# [Extract provided]
═══

Home | Politics | Communism and democracy – a living legacy

Communism and democracy – a living legacy

image
Political actors must always reckon with natural limits, structural bias, institutional inertia, vested interests and the actions of their opponents...

 

 

 

 

David Purdy

 

 

 

Political actors must always reckon with natural limits, structural bias, institutional inertia, vested interests and the actions of their opponents, not to mention irreducible uncertainty about the future. Book review.

Mike Makin-Waite seconded the motion to dissolve the Communist Party of Great Britain as a delegate to its final Congress in 1991. He was then active in the CPGB’s successor organisation, Democratic Left, and remains involved in networks concerned with the history of the left.

 

In this book, Communism and Democracy: History, Debates, Potentials (Lawrence and Wishart, 2017), he offers a fresh and unflinching overview of the history of communism from its roots in the European Enlightenment of the eighteenth century to the collapse of communist regimes in Eastern Europe and the USSR, the demise of the international communist movement and the emergence of a global capitalist system from which the “spectre” of communism has been banished.

 

His central concern is the troubled relationship between communism and democracy.

═══

# [Records]
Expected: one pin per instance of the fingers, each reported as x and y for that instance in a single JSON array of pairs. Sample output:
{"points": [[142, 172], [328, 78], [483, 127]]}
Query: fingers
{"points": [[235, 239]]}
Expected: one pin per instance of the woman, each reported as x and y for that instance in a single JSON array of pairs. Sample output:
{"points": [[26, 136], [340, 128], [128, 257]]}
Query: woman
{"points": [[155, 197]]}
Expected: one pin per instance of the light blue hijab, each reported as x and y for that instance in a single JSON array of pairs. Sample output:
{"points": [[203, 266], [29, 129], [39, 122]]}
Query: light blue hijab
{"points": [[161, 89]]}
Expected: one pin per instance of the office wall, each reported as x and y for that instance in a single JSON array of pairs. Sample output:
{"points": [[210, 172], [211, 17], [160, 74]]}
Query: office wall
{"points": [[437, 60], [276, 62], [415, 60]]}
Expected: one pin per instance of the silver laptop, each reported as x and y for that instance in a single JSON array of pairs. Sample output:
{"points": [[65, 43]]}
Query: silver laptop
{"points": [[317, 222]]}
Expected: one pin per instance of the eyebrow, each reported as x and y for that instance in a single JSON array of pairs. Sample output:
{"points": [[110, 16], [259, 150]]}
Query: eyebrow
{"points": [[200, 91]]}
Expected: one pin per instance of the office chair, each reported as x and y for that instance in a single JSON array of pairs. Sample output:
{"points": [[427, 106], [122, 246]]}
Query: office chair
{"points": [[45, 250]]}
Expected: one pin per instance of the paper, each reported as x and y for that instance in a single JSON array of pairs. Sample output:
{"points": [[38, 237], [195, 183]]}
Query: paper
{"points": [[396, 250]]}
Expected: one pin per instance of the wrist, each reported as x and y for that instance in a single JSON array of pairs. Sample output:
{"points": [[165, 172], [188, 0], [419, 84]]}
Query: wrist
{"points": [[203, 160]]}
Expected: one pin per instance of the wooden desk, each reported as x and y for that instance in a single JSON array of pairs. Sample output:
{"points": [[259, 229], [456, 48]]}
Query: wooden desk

═══

# [Jobs]
A – Reproduce word for word the stretch of the book review from "Mike Makin-Waite seconded" through "communism and democracy.".
B – Pick up the book review on communism and democracy after its last sentence and keep writing.
The records have nothing to do with the book review.

# [Final answers]
A –
Mike Makin-Waite seconded the motion to dissolve the Communist Party of Great Britain as a delegate to its final Congress in 1991. He was then active in the CPGB’s successor organisation, Democratic Left, and remains involved in networks concerned with the history of the left.

 

In this book, Communism and Democracy: History, Debates, Potentials (Lawrence and Wishart, 2017), he offers a fresh and unflinching overview of the history of communism from its roots in the European Enlightenment of the eighteenth century to the collapse of communist regimes in Eastern Europe and the USSR, the demise of the international communist movement and the emergence of a global capitalist system from which the “spectre” of communism has been banished.

 

His central concern is the troubled relationship between communism and democracy.

B –
 

Those of us who still aspire to replace neo-liberal capitalism by a fairer, greener, happier, more democratic and less divided world cannot avoid looking backward if we are to move forward. For one thing, whenever even modest proposals are mooted to re-regulate markets, increase spending on public services or make the tax system less regressive, our opponents are quick to invoke the ghosts of Marx, Lenin and Stalin.

 

More importantly, as the author notes (p 4), the eclipse of communism has impoverished the western imagination, undermining belief in the very “possibility of ever shaping the world in line with the democratically agreed outcomes of reasoned consideration, with the aim of meeting human needs.”

 

30 years since the fall of the Berlin wall

Now, almost thirty years since the fall of the Berlin Wall, is a good time to take stock of the strengths, achievements, illusions, follies and crimes of communism.

 

The financial crash of 2007-8 triggered a deep slump and decade-long slowdown from which the world has barely recovered and which has shaken public confidence in global capitalism and neo-liberal policies. Yet the left has made scant progress in articulating and winning support for a credible alternative.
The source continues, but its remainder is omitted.